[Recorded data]
>>>>

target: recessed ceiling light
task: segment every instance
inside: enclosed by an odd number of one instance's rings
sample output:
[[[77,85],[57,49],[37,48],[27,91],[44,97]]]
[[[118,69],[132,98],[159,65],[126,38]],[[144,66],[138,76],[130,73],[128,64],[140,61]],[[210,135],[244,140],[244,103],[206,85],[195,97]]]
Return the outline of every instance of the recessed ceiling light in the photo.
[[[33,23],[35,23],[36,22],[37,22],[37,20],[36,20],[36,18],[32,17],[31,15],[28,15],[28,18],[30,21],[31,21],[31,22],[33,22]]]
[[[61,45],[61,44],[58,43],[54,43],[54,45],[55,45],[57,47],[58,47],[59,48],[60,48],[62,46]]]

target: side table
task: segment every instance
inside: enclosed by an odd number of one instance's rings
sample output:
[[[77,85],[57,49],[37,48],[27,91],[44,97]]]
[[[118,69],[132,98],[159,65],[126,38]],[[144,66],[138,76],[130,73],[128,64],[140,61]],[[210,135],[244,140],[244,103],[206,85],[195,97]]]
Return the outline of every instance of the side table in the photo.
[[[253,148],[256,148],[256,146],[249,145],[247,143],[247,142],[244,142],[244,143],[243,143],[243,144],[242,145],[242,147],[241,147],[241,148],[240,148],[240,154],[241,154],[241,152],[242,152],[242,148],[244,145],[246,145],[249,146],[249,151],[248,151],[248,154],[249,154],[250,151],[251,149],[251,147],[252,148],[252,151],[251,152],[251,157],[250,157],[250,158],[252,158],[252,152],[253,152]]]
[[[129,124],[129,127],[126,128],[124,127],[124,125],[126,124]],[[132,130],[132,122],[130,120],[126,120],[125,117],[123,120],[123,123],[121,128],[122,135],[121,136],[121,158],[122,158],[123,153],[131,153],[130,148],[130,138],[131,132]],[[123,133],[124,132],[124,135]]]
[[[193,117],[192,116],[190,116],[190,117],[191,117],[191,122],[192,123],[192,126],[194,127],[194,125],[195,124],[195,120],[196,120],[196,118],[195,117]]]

<<<<

* [What is required]
Copy every line of the listing from the line holding "target: side table" through the end of the listing, inclusive. Shift each coordinate in the outline answers by adding 143 to it.

* [Answer below]
target: side table
task: segment every instance
inside: enclosed by an odd number of one instance's rings
sample output:
[[[77,85],[57,49],[37,48],[27,91],[44,97]]]
[[[118,69],[132,98],[159,65],[126,38]],[[144,66],[138,76],[130,73],[128,64],[140,61]],[[210,135],[244,140],[244,103],[206,85],[195,97]]]
Return the outline of every instance of the side table in the photo.
[[[396,291],[399,291],[399,289],[392,288],[390,286],[390,285],[387,285],[387,286],[386,286],[386,287],[385,288],[385,290],[384,290],[384,291],[383,291],[383,297],[384,297],[384,295],[385,295],[385,291],[387,288],[389,288],[392,289],[392,294],[391,294],[391,297],[392,297],[393,294],[394,292],[394,290],[395,291],[395,294],[394,295],[394,300],[393,300],[393,301],[395,301],[395,295],[396,295]]]
[[[272,267],[272,270],[269,271],[267,270],[267,268],[269,267]],[[275,273],[275,265],[273,263],[269,263],[268,260],[266,263],[266,266],[264,271],[265,278],[264,279],[264,301],[265,301],[266,296],[274,296],[273,291],[273,281],[274,275]],[[266,276],[267,275],[267,278]]]
[[[336,260],[335,259],[333,259],[333,260],[334,260],[334,265],[335,266],[335,269],[337,270],[337,268],[338,267],[338,263],[339,263],[339,261],[338,260]]]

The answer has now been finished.